## Work to be completed
Retype the lines from the first one in the records down to the line containing "[locate] reflection of irish", counting both, and leave out any pictures.

## Stored dataset items
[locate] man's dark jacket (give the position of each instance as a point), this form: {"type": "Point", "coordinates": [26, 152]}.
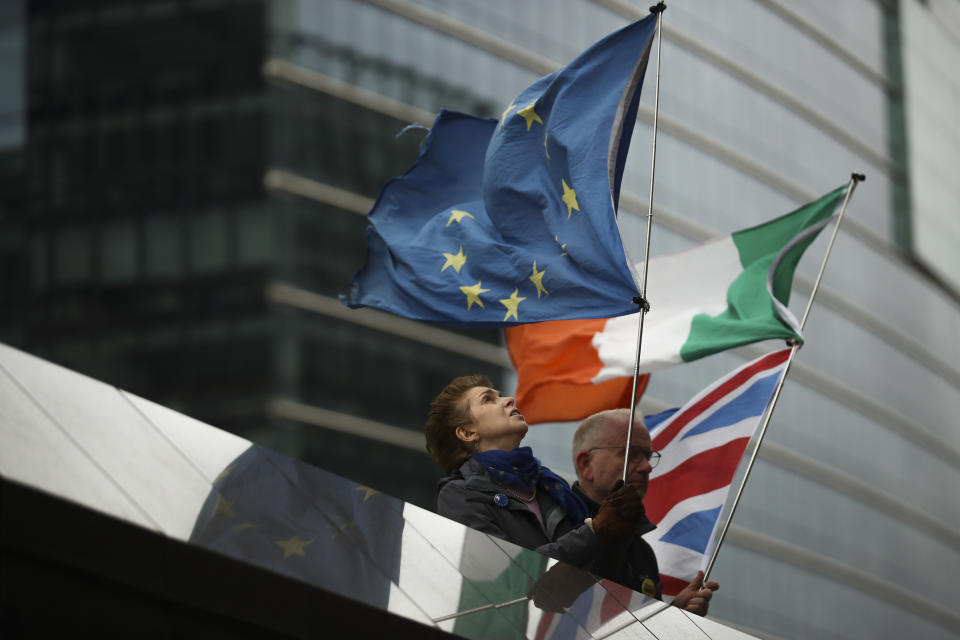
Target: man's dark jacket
{"type": "Point", "coordinates": [472, 497]}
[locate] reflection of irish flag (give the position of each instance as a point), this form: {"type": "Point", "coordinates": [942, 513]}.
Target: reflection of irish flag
{"type": "Point", "coordinates": [722, 294]}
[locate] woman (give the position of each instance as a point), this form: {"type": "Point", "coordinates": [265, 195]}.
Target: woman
{"type": "Point", "coordinates": [496, 486]}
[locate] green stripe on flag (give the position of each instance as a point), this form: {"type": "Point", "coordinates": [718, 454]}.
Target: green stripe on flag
{"type": "Point", "coordinates": [752, 314]}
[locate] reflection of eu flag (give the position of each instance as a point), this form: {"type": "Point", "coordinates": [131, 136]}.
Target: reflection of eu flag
{"type": "Point", "coordinates": [292, 518]}
{"type": "Point", "coordinates": [515, 222]}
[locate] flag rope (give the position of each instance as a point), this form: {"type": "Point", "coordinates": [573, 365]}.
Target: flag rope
{"type": "Point", "coordinates": [854, 179]}
{"type": "Point", "coordinates": [641, 300]}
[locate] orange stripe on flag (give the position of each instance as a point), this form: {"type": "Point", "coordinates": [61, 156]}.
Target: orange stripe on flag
{"type": "Point", "coordinates": [556, 363]}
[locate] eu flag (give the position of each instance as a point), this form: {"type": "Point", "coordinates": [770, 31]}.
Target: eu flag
{"type": "Point", "coordinates": [514, 221]}
{"type": "Point", "coordinates": [289, 517]}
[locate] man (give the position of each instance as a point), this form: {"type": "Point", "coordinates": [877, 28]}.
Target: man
{"type": "Point", "coordinates": [598, 450]}
{"type": "Point", "coordinates": [494, 485]}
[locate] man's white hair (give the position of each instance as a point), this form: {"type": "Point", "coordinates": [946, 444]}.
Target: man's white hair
{"type": "Point", "coordinates": [586, 434]}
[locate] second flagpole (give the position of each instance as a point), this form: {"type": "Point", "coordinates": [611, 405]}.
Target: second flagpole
{"type": "Point", "coordinates": [854, 179]}
{"type": "Point", "coordinates": [659, 8]}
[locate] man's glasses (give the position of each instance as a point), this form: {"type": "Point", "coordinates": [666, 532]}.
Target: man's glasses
{"type": "Point", "coordinates": [636, 455]}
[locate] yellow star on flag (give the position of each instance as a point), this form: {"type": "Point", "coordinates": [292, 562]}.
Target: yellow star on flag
{"type": "Point", "coordinates": [455, 260]}
{"type": "Point", "coordinates": [537, 279]}
{"type": "Point", "coordinates": [294, 546]}
{"type": "Point", "coordinates": [503, 116]}
{"type": "Point", "coordinates": [367, 491]}
{"type": "Point", "coordinates": [458, 216]}
{"type": "Point", "coordinates": [512, 304]}
{"type": "Point", "coordinates": [473, 294]}
{"type": "Point", "coordinates": [528, 114]}
{"type": "Point", "coordinates": [569, 198]}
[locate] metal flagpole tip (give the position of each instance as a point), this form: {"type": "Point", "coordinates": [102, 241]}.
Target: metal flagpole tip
{"type": "Point", "coordinates": [642, 302]}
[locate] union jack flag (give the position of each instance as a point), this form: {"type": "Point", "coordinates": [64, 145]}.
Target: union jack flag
{"type": "Point", "coordinates": [701, 445]}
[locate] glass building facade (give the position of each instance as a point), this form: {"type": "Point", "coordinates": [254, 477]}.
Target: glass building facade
{"type": "Point", "coordinates": [192, 183]}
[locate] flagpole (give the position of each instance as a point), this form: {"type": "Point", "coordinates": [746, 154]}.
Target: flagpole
{"type": "Point", "coordinates": [641, 300]}
{"type": "Point", "coordinates": [854, 179]}
{"type": "Point", "coordinates": [485, 607]}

## Your solution
[locate] man's dark jacket (give the position of each instance as a point), this form: {"type": "Point", "coordinates": [26, 152]}.
Target: man's dark jacket
{"type": "Point", "coordinates": [472, 497]}
[locate] reflection of irish flag (give the position of each instance as a point), this form: {"type": "Point", "coordinates": [942, 513]}.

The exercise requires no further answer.